- **Directions**
Set the entries below down again, please. Match them exactly.
----- Given entries
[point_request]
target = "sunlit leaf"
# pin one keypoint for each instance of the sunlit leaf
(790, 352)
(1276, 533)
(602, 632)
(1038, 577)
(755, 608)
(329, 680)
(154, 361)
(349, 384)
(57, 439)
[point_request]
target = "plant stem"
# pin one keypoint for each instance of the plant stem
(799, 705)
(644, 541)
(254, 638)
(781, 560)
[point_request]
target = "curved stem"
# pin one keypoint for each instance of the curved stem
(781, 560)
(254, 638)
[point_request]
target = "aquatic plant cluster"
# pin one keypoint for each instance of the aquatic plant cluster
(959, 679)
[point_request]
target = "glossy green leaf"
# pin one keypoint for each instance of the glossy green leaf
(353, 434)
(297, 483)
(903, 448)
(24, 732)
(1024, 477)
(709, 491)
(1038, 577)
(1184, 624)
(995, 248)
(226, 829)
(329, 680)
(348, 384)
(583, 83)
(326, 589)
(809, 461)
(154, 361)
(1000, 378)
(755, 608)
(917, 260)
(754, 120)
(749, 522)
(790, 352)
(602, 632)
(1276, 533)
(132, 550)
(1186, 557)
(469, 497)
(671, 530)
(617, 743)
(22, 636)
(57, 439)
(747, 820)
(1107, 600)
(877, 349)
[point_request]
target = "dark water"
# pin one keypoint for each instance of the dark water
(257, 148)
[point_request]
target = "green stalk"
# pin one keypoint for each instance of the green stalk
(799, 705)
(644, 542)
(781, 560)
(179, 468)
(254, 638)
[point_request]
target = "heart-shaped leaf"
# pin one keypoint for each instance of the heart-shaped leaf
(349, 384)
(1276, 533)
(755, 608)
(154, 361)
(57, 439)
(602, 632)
----------
- **Solution below**
[point_request]
target = "sunlit leaf"
# pin one keypoint for each instance of the sunlit leaf
(790, 352)
(1276, 533)
(602, 632)
(1038, 577)
(755, 608)
(329, 680)
(154, 361)
(349, 384)
(57, 439)
[point_request]
target = "plant stem"
# pin one keypoint for each instance of the plant stem
(799, 705)
(644, 541)
(254, 638)
(781, 560)
[point_request]
target = "curved stem"
# pin one keypoint for each instance of the curved stem
(781, 560)
(254, 638)
[point_request]
target = "aquatic plant cluster"
# pin one keypoint for each instance of the aquatic plant cluster
(959, 679)
[point_request]
target = "glossy green leaf"
# pin one keypoint for each instance of the glossy green leaf
(353, 434)
(297, 483)
(903, 448)
(24, 732)
(1024, 477)
(709, 491)
(1038, 577)
(1184, 624)
(995, 248)
(226, 829)
(329, 680)
(348, 384)
(583, 83)
(326, 589)
(809, 461)
(154, 361)
(1000, 378)
(755, 608)
(917, 260)
(754, 120)
(749, 522)
(790, 352)
(602, 632)
(1276, 533)
(132, 550)
(1186, 557)
(469, 497)
(671, 530)
(617, 743)
(22, 636)
(57, 439)
(747, 820)
(1107, 600)
(877, 349)
[point_request]
target = "dark water"
# pin one keypoint for each instance of the dark water
(257, 148)
[point_request]
target = "green stalk"
# pin one keypoint for each instance of the green stalk
(799, 705)
(644, 542)
(781, 560)
(179, 468)
(254, 638)
[point_request]
target = "heart-shaped leaf"
# pin one keypoint for each instance of the heart-shaped leaf
(349, 384)
(1276, 533)
(755, 608)
(154, 361)
(57, 439)
(602, 632)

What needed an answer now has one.